◆ Article
◇ ◇ ◇ ◇

Pelles C forum

Pelles C => Feature requests => Topic started by: Robert on December 30, 2020, 10:40:32 AM

Title: printf UTF-8
Post by: Robert on December 30, 2020, 10:40:32 AM
printf UTF-8 ???
Someday ???
Someday soon ???

Code: [Select]

#include<stdio.h>

int main() {

    int στάσις = 1;
    στάσις++;
    printf("%d\n", στάσις);
    printf("%s", "δυσκατανοήτων");
    return 0;
}


CLang, GCC 10 output

Code: [Select]

2
δυσκατανοήτων


Pelles C 10 output

Code: [Select]

2
?????????????

Title: Re: printf UTF-8
Post by: TimoVJL on December 30, 2020, 11:34:30 AM
Those use msvcrt.dll
Code: [Select]
#include<stdio.h>
#pragma comment(lib, "msvcrt.lib")

◇ ◇ ◇ ◇

◆ Raw data
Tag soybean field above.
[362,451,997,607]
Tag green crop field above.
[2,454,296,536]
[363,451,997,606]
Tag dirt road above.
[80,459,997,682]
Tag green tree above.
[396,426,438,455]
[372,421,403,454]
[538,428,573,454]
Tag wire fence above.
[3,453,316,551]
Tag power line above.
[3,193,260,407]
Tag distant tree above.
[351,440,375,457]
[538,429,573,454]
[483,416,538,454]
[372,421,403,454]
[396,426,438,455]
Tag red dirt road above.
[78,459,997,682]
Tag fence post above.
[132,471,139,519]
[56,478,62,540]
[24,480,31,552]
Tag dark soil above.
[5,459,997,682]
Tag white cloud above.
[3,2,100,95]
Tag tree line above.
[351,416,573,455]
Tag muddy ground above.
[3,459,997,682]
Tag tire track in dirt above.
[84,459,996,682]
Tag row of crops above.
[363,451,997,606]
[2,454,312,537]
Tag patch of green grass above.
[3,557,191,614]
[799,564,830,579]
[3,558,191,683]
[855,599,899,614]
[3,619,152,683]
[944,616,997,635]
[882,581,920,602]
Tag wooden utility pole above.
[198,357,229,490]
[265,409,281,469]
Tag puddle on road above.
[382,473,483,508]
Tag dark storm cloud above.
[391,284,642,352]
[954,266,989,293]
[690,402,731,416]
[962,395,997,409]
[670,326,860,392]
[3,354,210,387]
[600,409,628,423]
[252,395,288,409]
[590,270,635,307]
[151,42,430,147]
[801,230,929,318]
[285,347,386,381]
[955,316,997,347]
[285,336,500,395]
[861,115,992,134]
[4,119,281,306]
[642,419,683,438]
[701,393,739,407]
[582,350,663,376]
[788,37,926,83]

◇ ◇ ◇ ◇

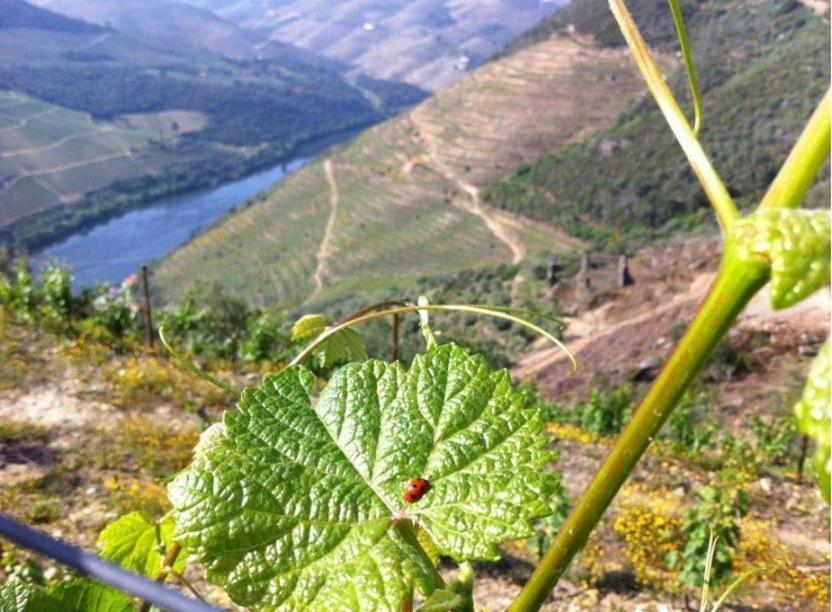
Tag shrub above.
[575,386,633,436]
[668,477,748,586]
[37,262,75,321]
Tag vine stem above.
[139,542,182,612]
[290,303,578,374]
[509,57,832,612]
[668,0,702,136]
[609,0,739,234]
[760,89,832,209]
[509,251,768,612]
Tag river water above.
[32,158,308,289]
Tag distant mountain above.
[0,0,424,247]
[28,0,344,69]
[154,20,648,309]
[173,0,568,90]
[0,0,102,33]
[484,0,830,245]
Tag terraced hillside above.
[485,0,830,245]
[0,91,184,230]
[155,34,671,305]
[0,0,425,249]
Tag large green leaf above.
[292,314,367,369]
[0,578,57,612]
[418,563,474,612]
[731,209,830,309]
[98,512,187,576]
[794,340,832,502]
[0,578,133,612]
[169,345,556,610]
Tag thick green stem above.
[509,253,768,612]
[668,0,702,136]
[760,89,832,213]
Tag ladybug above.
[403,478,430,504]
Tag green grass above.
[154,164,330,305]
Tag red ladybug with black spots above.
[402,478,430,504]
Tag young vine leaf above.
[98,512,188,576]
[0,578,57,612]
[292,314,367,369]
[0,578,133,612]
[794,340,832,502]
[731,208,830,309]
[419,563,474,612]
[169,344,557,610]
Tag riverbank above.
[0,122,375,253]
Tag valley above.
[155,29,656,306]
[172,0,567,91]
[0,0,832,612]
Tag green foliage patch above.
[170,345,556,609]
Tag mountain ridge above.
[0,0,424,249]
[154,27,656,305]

◇ ◇ ◇ ◇

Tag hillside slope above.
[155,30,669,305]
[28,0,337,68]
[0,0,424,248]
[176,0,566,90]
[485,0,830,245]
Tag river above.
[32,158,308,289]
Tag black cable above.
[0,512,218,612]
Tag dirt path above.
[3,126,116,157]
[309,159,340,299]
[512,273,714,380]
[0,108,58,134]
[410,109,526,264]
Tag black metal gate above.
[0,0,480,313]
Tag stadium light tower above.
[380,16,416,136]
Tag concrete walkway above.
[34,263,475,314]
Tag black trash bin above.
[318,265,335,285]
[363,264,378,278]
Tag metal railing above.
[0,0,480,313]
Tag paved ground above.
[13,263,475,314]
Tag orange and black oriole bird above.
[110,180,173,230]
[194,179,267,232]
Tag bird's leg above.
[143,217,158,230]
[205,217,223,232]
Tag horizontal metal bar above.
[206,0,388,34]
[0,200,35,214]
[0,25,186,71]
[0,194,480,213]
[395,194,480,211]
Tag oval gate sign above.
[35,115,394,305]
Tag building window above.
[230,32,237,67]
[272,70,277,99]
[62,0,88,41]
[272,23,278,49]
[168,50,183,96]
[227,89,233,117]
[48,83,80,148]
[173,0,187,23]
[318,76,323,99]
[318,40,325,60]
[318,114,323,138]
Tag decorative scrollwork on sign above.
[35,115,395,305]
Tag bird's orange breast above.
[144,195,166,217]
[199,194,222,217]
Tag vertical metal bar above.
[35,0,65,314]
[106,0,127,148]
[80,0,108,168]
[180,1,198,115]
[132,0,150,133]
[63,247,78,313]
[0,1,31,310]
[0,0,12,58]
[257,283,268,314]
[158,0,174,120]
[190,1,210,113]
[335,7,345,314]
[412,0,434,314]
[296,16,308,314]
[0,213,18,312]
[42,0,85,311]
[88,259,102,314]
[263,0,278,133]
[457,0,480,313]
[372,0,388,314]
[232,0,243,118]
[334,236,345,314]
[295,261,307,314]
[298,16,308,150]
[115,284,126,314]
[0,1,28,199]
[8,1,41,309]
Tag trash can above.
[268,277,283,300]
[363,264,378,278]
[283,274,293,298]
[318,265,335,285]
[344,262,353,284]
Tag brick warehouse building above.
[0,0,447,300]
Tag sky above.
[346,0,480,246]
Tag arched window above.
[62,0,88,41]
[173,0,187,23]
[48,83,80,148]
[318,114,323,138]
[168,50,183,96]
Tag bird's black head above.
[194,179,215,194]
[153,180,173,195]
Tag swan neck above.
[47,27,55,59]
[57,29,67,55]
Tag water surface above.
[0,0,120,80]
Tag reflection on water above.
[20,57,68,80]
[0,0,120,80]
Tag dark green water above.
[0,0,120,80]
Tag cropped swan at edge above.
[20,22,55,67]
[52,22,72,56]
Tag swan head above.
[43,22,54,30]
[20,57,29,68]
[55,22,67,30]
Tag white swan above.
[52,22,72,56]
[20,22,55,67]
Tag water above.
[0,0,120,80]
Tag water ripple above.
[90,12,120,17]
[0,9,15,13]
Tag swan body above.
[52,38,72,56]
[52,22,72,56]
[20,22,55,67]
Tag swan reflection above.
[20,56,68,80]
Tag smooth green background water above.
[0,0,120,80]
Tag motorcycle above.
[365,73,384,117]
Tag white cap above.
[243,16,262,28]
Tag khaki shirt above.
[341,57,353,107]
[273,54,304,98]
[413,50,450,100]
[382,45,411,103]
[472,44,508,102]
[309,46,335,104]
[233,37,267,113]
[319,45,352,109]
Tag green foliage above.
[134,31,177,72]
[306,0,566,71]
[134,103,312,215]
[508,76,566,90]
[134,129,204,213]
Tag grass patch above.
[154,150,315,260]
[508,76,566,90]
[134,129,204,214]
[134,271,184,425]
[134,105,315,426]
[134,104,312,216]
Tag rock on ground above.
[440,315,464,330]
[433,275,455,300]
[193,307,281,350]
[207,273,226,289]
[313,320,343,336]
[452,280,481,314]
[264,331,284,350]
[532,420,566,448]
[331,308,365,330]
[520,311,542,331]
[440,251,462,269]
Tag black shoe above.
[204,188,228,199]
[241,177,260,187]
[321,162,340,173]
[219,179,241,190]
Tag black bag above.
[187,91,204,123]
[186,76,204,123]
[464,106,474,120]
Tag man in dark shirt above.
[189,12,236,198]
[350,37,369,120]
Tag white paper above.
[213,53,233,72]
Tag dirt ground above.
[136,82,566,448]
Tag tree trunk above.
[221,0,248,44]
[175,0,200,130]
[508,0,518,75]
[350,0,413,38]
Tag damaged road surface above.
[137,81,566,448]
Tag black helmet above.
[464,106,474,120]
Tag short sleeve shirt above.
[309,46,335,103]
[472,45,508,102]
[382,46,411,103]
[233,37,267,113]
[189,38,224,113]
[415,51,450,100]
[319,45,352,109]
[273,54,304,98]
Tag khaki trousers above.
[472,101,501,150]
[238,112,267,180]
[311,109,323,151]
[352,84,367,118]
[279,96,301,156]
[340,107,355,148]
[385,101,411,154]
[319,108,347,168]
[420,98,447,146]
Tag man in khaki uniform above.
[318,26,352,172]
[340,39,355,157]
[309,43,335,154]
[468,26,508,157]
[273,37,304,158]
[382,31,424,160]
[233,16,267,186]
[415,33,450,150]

◇ ◇ ◇ ◇

◆ Directives
A. Do these statements agree with the thread? For each, answer yes or no and quote the words of the thread that decide it. (i) In Pelles C 10, the output shows the Greek word correctly. (ii) The code increments the variable στάσις before printing it. (iii) TimoVJL's reply says that those compilers use msvcrt.dll.
B. Resize the entries, starting at the line that contains "Tag swan head above." and ending at the line that contains "[20,56,68,80]", both included. Rewrite every line, tag requests too, and multiply each bounding-box coordinate by 2.15, rounding to whole numbers with halves rounded up.

◆ Responses by task
A.
(i) No: "?????????????"
(ii) Yes: "στάσις++;"
(iii) Yes: "Those use msvcrt.dll"

B.
Tag swan head above.
[92,47,116,65]
[43,123,62,146]
[118,47,144,65]
Tag white swan above.
[112,47,155,120]
[43,47,118,144]
Tag water above.
[0,0,258,172]
Tag water ripple above.
[194,26,258,37]
[0,19,32,28]
Tag swan body above.
[112,82,155,120]
[112,47,155,120]
[43,47,118,144]
Tag swan reflection above.
[43,120,146,172]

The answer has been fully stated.